Requirement: Swap "slender" for "narrow" in the entries starting at the line containing "task | indicate the slender" and ending at the line containing "target: slender tree trunk", and reproduce only those lines with everything else unchanged.

** Start of Data in this exercise **

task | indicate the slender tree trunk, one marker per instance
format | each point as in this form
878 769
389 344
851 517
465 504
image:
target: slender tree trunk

** End of Data in this exercise **
** Start of Data in this exercise **

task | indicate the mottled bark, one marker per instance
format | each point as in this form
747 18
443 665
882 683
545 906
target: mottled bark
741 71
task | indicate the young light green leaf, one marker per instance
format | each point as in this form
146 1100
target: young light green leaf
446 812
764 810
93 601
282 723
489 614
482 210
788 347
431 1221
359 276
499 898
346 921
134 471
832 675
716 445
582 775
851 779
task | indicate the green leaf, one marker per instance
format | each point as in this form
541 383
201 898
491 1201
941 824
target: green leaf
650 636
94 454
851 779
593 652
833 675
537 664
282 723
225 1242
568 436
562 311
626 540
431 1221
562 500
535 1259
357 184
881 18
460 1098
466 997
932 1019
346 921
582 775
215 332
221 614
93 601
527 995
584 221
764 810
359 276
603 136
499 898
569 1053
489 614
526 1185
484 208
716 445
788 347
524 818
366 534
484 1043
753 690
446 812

** End of Data in this exercise **
** Start of Data in this exercise **

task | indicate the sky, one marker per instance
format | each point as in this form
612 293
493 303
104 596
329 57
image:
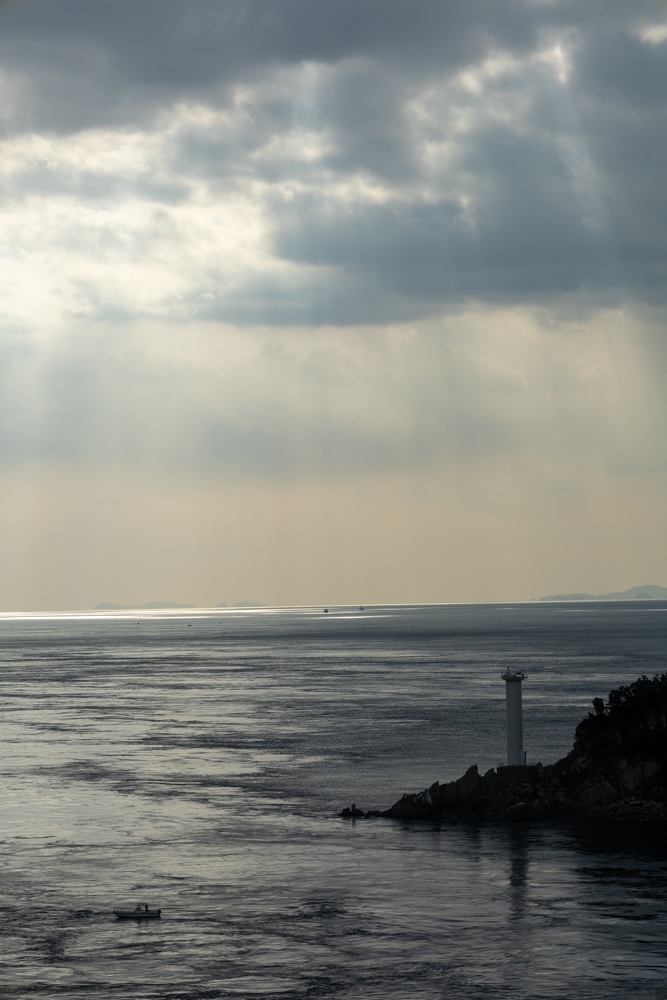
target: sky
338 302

** End of Data in this exercise **

Reply to the exercise:
task | indicate the narrow tree trunk, one marker per instance
format | each point as in this form
878 769
389 344
851 517
465 504
image:
target: narrow tree trunk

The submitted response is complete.